#### Extract ####

Investors will closely watch a European Central Bank meeting later this week to see if policymakers have decided to step up the pace of emergency bond purchases to calm skittish markets.

“For the ECB, this will provide a challenging environment, with policymakers in Frankfurt both unwilling and unable to match the Federal Reserve’s dovishness,” said Stephen Innes, chief global market strategist at Axi.

Meanwhile, data showed German exports unexpectedly rose in January buoyed by robust trade with China.

Among other stocks, British insurer and asset manager M&G Plc gained 4.7 per cent after it posted better-than expected 2020 operating profit in its first full year as a standalone company.

German automotive parts maker Continental AG fell 8.0 per cent after it forecast 2021 outlook below expectations.

North America

US stocks rallied on Tuesday, with the Nasdaq gaining about 4 per cent to recoup heavy losses from the previous session as US bond yields retreated and investors scooped up battered technology stocks.

Tesla Inc jumped the most in almost a year, while Amazon.com Inc and Microsoft Corp posted the biggest single-day gains in several weeks. The tech stars suffered sharp losses in recent weeks as rising yields raised concerns over their high valuations.

News that a US$1.9 trillion coronavirus relief package was nearing final approval sparked a spike in yields on Monday, pushing the tech-heavy Nasdaq to end more than 10 per cent below its 12 February closing high, confirming a correction for the index.

US 10-year Treasury note yields eased to as low as 1.523 per cent after hovering near 13-month highs of 1.613 per cent on Monday. Longer-dated yields have jumped over the last month as investors price in a faster rebound and higher inflation that expected at the start of the year.

The market is adjusting to the new level in interest rates, said Kristina Hooper, chief global market strategist at Invesco in New York.

Companies whose products and services are in demand when the economy is doing well, known as cyclicals, and small-cap stocks will outperform this year, she said. Tech will end the year higher but not be the leader as it was in the past year’s rally.

#### Information given ####

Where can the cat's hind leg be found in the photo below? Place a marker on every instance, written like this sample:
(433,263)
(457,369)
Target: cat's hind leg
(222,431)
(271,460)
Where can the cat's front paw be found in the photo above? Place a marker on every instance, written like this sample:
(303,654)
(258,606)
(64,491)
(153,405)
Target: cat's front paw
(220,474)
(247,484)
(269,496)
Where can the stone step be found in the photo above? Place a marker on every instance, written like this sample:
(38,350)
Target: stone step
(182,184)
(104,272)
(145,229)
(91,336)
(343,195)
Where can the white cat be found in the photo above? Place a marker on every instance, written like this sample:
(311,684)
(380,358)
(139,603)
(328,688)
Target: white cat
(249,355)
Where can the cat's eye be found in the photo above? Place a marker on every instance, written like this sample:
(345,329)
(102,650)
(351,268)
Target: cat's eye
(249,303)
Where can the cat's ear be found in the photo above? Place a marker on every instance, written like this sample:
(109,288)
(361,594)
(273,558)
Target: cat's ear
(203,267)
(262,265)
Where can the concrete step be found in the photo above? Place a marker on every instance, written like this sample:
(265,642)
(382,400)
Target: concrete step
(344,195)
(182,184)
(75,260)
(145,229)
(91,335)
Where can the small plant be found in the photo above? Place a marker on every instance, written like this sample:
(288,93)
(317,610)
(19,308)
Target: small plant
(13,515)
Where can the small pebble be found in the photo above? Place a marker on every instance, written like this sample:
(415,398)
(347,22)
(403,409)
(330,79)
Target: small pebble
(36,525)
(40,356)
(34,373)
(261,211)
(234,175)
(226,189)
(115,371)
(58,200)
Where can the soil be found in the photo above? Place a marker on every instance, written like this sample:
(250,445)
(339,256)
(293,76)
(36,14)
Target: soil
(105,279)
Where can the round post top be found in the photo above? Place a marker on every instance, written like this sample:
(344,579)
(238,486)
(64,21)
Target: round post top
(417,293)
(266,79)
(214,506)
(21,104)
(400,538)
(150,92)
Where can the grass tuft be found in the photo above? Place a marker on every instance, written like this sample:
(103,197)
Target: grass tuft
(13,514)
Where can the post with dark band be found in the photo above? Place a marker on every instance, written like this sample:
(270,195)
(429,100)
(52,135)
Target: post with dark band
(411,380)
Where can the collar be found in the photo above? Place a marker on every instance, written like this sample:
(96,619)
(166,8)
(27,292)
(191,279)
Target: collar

####

* _What you need to do_: Write the next few paragraphs of the stock market report, picking up after its final sentence about tech not leading this year.

* _Result for this task_:
“Today the 10-year is down a bit, and that takes pressure off valuations, so tech is performing well,” Hooper said. “The market is just about getting comfortable at this level of rates.”

Rising rates disproportionately hurt high-growth tech companies because they are valued on earnings expected years into the future rather than profits earned in the short term.

“Potential headwind for the market is (when) interest rates rise further from this point over the short period ... since they have risen too fast in too little time,” said Michael Sheldon, chief investment officer at RDM Financial in Westport, Connecticut.

The Dow Jones Industrial Average rose 0.09 per cent to end at 31,832.08 points, while the S&P 500 gained 1.42 per cent to 3,875.47. The Nasdaq Composite climbed 3.69 per cent to 13,073.83.

The rise in Treasury yields has accelerated a rotation from “stay-at-home” winners to stocks primed to benefit from the economy’s reopening, setting the blue-chip Dow on pace to end at a record high on Tuesday.

While the Russell 2000 growth index jumped more than 3.6 per cent on Tuesday, compared to less than a 0.5 per cent rise in Russell 2000 value index, it has sharply underperformed its value counterpart since the start of the month.

Shares of Tesla rebounded from a deep sell-off that pushed shares down 37 per cent from its peak in January to Monday. It was the largest percentage gainer on both the S&P and the Nasdaq 100.

The global economic outlook has brightened as vaccine rollouts gain speed and the United States launches a massive new stimulus package, the Organization for Economic Co-operation and Development said, hiking its 2021 growth forecasts.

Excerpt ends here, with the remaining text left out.